#### DATASET RECORDS:
----

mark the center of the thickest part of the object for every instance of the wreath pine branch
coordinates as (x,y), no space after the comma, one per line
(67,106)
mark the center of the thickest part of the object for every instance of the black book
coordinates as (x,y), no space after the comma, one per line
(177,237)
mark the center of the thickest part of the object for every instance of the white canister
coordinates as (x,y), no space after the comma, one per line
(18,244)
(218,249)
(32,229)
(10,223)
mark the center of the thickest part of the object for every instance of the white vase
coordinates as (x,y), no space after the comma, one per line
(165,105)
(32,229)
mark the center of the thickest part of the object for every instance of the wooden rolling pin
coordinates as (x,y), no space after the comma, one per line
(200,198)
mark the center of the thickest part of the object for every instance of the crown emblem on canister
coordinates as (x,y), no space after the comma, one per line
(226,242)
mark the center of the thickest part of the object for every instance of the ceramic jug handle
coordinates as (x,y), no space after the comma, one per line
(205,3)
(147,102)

----

#### WHAT THIS TASK INVOLVES:
Copy all the entries above word for word, line by line, changing nothing.

#### FINAL RESULT:
mark the center of the thickest part of the object for every instance of the wreath pine branch
coordinates as (x,y), no space after the comma, one per line
(67,106)
mark the center of the thickest part of the object for every instance of the black book
coordinates as (x,y), no space after the comma, one per line
(177,237)
mark the center of the thickest part of the object for every instance of the white canister
coordinates as (x,y), no space after the comma, one per line
(18,244)
(218,249)
(32,229)
(10,223)
mark the center of the thickest part of the object for every instance of the white vase
coordinates as (x,y), no space after the comma, one per line
(165,105)
(32,229)
mark the center of the thickest part of the object for every instance of the wooden rolling pin
coordinates as (x,y), no space after the comma, one per line
(200,198)
mark the center of the thickest part of the object for every instance of the crown emblem on canister
coordinates as (x,y), no space after the comma, one per line
(226,242)
mark the center of the thickest part of the object for every instance of the ceramic jug handle
coordinates as (x,y), no space after the comma, one per line
(205,3)
(147,102)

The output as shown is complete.